PAGE EXCERPT
When you are not in the "Trust Zone," chaos undermines school functioning resulting in a lack of action on initiatives and/or divisiveness that leads to a sense of not belonging. The more high-quality relationships students have with adults, the better their engagement, belonging, and ultimately, their learning. Like gas for your car, trust is the energy needed to move both educators and students forward.
Additionally, administrators must trust teachers to be able to consider the students’ best interests when making decisions. Administrators must believe that their teachers are teaching appropriate content that will benefit the students and walking into a classroom to support teachers or greet students. A classroom visit outside of evaluation periods is a great way to simply interact with students when there is a strong relationship between the teacher and administrator.

TASK TO CARRY OUT
In the excerpt on trust in schools, what is trust compared to? The records have no connection to the text.

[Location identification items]
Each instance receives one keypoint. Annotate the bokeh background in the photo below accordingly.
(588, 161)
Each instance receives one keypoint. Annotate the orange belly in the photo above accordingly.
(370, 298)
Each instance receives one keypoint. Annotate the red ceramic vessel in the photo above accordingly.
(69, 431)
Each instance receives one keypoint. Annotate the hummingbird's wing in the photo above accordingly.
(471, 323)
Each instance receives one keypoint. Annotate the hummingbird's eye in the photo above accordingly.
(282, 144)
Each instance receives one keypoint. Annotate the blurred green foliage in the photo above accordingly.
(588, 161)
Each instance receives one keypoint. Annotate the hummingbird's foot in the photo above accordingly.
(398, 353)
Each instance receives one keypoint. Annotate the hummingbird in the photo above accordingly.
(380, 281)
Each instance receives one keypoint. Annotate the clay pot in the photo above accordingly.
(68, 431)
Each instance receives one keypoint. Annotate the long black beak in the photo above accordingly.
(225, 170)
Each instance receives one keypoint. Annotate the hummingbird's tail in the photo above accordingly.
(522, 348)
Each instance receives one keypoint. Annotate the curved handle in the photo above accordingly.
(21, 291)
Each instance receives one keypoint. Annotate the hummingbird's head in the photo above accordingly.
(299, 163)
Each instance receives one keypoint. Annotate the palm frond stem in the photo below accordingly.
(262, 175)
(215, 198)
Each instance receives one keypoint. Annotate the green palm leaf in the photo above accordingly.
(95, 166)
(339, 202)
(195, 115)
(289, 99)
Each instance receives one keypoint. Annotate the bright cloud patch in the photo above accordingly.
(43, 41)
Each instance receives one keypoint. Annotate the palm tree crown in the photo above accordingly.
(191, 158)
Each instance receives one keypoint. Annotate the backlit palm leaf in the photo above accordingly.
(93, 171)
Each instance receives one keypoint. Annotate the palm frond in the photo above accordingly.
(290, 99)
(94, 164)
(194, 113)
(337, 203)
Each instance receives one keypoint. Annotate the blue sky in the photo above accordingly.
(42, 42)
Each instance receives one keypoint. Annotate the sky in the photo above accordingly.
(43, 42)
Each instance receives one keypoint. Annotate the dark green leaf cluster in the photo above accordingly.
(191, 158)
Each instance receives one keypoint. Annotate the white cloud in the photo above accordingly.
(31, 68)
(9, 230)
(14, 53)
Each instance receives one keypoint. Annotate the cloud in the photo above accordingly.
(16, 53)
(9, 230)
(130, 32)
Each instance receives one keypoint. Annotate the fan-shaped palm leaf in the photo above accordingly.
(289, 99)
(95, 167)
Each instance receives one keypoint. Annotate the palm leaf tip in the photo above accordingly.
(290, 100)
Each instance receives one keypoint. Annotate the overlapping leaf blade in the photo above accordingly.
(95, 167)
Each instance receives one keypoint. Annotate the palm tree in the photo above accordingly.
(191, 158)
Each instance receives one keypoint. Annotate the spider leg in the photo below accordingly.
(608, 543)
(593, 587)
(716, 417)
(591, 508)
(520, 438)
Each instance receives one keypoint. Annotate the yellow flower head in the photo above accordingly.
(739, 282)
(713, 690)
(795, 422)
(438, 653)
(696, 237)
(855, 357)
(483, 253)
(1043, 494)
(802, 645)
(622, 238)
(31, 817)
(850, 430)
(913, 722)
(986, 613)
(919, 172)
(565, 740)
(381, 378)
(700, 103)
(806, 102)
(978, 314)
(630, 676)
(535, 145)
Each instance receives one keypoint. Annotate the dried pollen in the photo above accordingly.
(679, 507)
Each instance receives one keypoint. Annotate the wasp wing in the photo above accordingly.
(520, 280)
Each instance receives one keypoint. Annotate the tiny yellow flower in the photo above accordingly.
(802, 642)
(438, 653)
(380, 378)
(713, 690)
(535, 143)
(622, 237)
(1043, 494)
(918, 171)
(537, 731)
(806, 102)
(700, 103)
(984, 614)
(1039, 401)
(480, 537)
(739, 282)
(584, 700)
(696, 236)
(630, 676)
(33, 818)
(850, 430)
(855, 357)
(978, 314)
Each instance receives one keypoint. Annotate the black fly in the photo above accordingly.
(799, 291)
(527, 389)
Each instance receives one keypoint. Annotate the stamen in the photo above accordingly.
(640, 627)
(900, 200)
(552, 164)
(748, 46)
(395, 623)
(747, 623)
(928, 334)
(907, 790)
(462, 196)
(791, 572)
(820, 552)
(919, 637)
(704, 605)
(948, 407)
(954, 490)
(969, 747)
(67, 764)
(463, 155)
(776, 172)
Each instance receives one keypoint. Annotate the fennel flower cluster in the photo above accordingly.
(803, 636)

FULL ANSWER
Gas for your car, the energy needed to move both educators and students forward.